● **Problem description**
Lay out every line of the items below as a Markdown table with the columns Row and Line, numbering the rows and skipping blank lines. Leave the pictures out of your answer.

** start of Records for this exercise **

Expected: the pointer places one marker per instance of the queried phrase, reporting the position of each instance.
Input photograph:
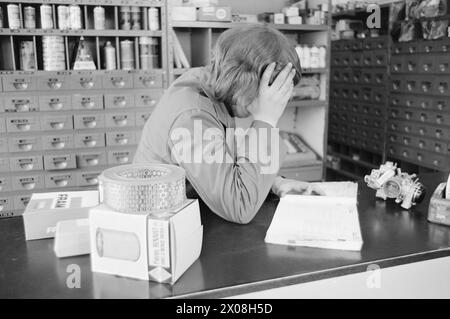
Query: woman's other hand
(272, 99)
(282, 186)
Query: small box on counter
(143, 246)
(45, 210)
(222, 14)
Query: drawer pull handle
(21, 86)
(57, 125)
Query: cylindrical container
(136, 18)
(99, 18)
(27, 56)
(29, 17)
(63, 17)
(127, 54)
(46, 16)
(53, 53)
(125, 18)
(153, 19)
(75, 17)
(109, 53)
(13, 16)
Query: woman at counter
(252, 73)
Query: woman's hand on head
(282, 186)
(272, 99)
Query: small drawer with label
(147, 99)
(118, 157)
(120, 138)
(60, 180)
(22, 124)
(59, 161)
(87, 140)
(26, 163)
(118, 81)
(21, 201)
(55, 102)
(89, 121)
(148, 79)
(3, 145)
(21, 103)
(120, 119)
(6, 203)
(87, 102)
(27, 182)
(53, 82)
(24, 144)
(56, 123)
(91, 159)
(142, 117)
(5, 184)
(86, 82)
(16, 83)
(88, 178)
(57, 142)
(116, 101)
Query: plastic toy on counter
(391, 182)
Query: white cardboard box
(145, 247)
(46, 209)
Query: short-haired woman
(252, 73)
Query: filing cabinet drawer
(55, 103)
(57, 142)
(83, 140)
(120, 157)
(20, 103)
(60, 180)
(24, 144)
(6, 203)
(88, 178)
(147, 99)
(91, 159)
(114, 101)
(53, 82)
(120, 138)
(89, 121)
(4, 164)
(21, 201)
(17, 83)
(26, 163)
(86, 82)
(22, 124)
(5, 184)
(27, 182)
(118, 81)
(142, 117)
(87, 102)
(59, 161)
(120, 119)
(3, 145)
(56, 123)
(148, 80)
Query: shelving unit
(307, 118)
(60, 129)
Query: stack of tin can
(53, 53)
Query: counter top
(234, 259)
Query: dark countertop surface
(234, 259)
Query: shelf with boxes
(419, 108)
(191, 44)
(71, 116)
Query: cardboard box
(46, 209)
(145, 247)
(184, 14)
(214, 14)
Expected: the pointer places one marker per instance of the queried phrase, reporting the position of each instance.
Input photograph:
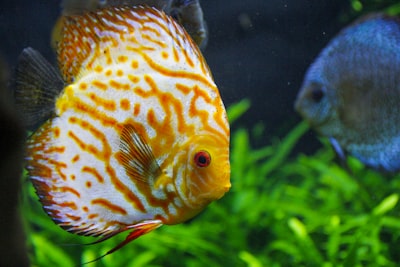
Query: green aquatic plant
(284, 209)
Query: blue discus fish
(351, 93)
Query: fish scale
(134, 75)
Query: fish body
(138, 136)
(351, 92)
(188, 13)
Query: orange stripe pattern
(130, 66)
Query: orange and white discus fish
(136, 134)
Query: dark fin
(37, 84)
(137, 157)
(139, 229)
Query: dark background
(257, 49)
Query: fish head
(206, 176)
(315, 104)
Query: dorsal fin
(37, 84)
(89, 37)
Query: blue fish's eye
(317, 94)
(202, 159)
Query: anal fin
(139, 229)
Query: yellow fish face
(207, 174)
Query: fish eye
(317, 94)
(202, 159)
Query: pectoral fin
(37, 84)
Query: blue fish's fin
(37, 84)
(139, 229)
(341, 154)
(338, 149)
(137, 157)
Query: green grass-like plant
(282, 210)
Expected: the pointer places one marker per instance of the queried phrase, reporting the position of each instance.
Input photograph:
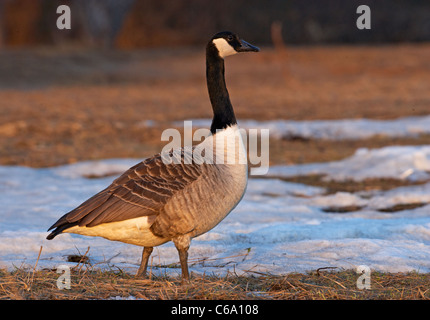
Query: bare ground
(59, 107)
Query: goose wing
(142, 190)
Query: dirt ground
(65, 105)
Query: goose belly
(133, 231)
(225, 194)
(208, 201)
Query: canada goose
(154, 202)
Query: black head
(228, 43)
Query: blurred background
(127, 69)
(129, 24)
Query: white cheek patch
(224, 48)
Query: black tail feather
(60, 229)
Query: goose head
(228, 43)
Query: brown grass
(321, 284)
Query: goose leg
(182, 243)
(144, 263)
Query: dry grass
(87, 283)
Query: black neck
(218, 94)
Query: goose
(158, 200)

** end of Records for this exercise **

● **Solution**
| Row | Line |
|---|---|
| 1 | Expected: the pointer places one marker per instance of the queried phrase, reporting the position of each instance. |
| 2 | Input photograph: |
| 3 | Query: woman's other hand |
| 4 | (272, 99) |
| 5 | (282, 186) |
| 6 | Query: small box on counter |
| 7 | (143, 246) |
| 8 | (45, 210) |
| 9 | (222, 14) |
| 10 | Query: drawer pull handle |
| 11 | (21, 86) |
| 12 | (57, 125) |
| 13 | Query: cylindrical container |
| 14 | (136, 18) |
| 15 | (99, 18) |
| 16 | (27, 56) |
| 17 | (29, 17) |
| 18 | (63, 17) |
| 19 | (127, 54) |
| 20 | (46, 16) |
| 21 | (53, 53) |
| 22 | (125, 18) |
| 23 | (153, 19) |
| 24 | (75, 17) |
| 25 | (109, 53) |
| 26 | (13, 16) |
| 27 | Query: woman at counter |
| 28 | (252, 73) |
| 29 | Query: woman's hand on head |
| 30 | (282, 186) |
| 31 | (272, 99) |
| 32 | Query: small drawer with label |
| 33 | (147, 99) |
| 34 | (118, 157) |
| 35 | (120, 138) |
| 36 | (60, 180) |
| 37 | (22, 124) |
| 38 | (59, 161) |
| 39 | (87, 140) |
| 40 | (26, 163) |
| 41 | (118, 81) |
| 42 | (21, 201) |
| 43 | (55, 102) |
| 44 | (89, 121) |
| 45 | (148, 79) |
| 46 | (3, 145) |
| 47 | (21, 103) |
| 48 | (120, 119) |
| 49 | (6, 203) |
| 50 | (87, 102) |
| 51 | (27, 182) |
| 52 | (53, 82) |
| 53 | (24, 144) |
| 54 | (56, 123) |
| 55 | (91, 159) |
| 56 | (142, 117) |
| 57 | (5, 184) |
| 58 | (86, 82) |
| 59 | (16, 83) |
| 60 | (88, 178) |
| 61 | (57, 142) |
| 62 | (116, 101) |
| 63 | Query: plastic toy on counter |
| 64 | (391, 182) |
| 65 | Query: white cardboard box |
| 66 | (145, 247) |
| 67 | (46, 209) |
| 68 | Query: short-haired woman |
| 69 | (252, 73) |
| 70 | Query: filing cabinet drawer |
| 71 | (55, 103) |
| 72 | (57, 142) |
| 73 | (83, 140) |
| 74 | (120, 157) |
| 75 | (20, 103) |
| 76 | (60, 180) |
| 77 | (24, 144) |
| 78 | (6, 203) |
| 79 | (88, 178) |
| 80 | (147, 99) |
| 81 | (91, 159) |
| 82 | (114, 101) |
| 83 | (53, 82) |
| 84 | (120, 138) |
| 85 | (89, 121) |
| 86 | (4, 164) |
| 87 | (21, 201) |
| 88 | (17, 83) |
| 89 | (26, 163) |
| 90 | (86, 82) |
| 91 | (22, 124) |
| 92 | (5, 184) |
| 93 | (27, 182) |
| 94 | (118, 81) |
| 95 | (142, 117) |
| 96 | (87, 102) |
| 97 | (59, 161) |
| 98 | (120, 119) |
| 99 | (3, 145) |
| 100 | (56, 123) |
| 101 | (148, 80) |
| 102 | Query: shelving unit |
| 103 | (307, 118) |
| 104 | (60, 129) |
| 105 | Query: stack of tin can |
| 106 | (53, 53) |
| 107 | Query: counter top |
| 108 | (234, 259) |
| 109 | Query: dark countertop surface |
| 110 | (234, 259) |
| 111 | Query: shelf with boxes |
| 112 | (419, 108) |
| 113 | (191, 44) |
| 114 | (71, 116) |
| 115 | Query: cardboard box |
| 116 | (46, 209) |
| 117 | (145, 247) |
| 118 | (184, 14) |
| 119 | (214, 14) |
| 120 | Expected: the pointer places one marker per instance of the queried phrase, reporting the position of each instance. |
| 121 | Input photograph: |
| 122 | Query: green aquatic plant |
| 123 | (284, 209) |
| 124 | Query: blue discus fish |
| 125 | (351, 93) |
| 126 | Query: fish scale |
| 127 | (134, 75) |
| 128 | Query: fish body |
| 129 | (138, 136) |
| 130 | (351, 92) |
| 131 | (188, 13) |
| 132 | Query: orange stripe pattern |
| 133 | (130, 66) |
| 134 | Query: orange and white discus fish |
| 135 | (136, 134) |
| 136 | Query: dark fin |
| 137 | (37, 84) |
| 138 | (137, 157) |
| 139 | (139, 229) |
| 140 | Query: dark background |
| 141 | (257, 49) |
| 142 | Query: fish head |
| 143 | (206, 176) |
| 144 | (315, 104) |
| 145 | Query: dorsal fin |
| 146 | (37, 84) |
| 147 | (89, 37) |
| 148 | Query: blue fish's eye |
| 149 | (317, 94) |
| 150 | (202, 159) |
| 151 | Query: anal fin |
| 152 | (139, 229) |
| 153 | Query: yellow fish face |
| 154 | (207, 174) |
| 155 | Query: fish eye |
| 156 | (317, 94) |
| 157 | (202, 159) |
| 158 | Query: pectoral fin |
| 159 | (37, 84) |
| 160 | Query: blue fish's fin |
| 161 | (37, 84) |
| 162 | (139, 229) |
| 163 | (341, 154) |
| 164 | (338, 149) |
| 165 | (137, 157) |
| 166 | Query: green grass-like plant |
| 167 | (282, 210) |
| 168 | Expected: the pointer places one marker per instance of the queried phrase, reporting the position of each instance. |
| 169 | Input photograph: |
| 170 | Query: bare ground |
| 171 | (59, 107) |
| 172 | Query: goose wing |
| 173 | (142, 190) |
| 174 | Query: dirt ground |
| 175 | (65, 105) |
| 176 | Query: goose belly |
| 177 | (133, 231) |
| 178 | (225, 194) |
| 179 | (208, 201) |
| 180 | Query: canada goose |
| 181 | (154, 202) |
| 182 | Query: black head |
| 183 | (228, 43) |
| 184 | Query: blurred background |
| 185 | (127, 69) |
| 186 | (129, 24) |
| 187 | Query: white cheek patch |
| 188 | (224, 48) |
| 189 | Query: black tail feather |
| 190 | (60, 229) |
| 191 | Query: goose head |
| 192 | (228, 43) |
| 193 | Query: brown grass |
| 194 | (321, 284) |
| 195 | Query: goose leg |
| 196 | (182, 243) |
| 197 | (144, 263) |
| 198 | Query: dry grass |
| 199 | (87, 283) |
| 200 | Query: black neck |
| 201 | (218, 94) |
| 202 | Query: goose |
| 203 | (158, 200) |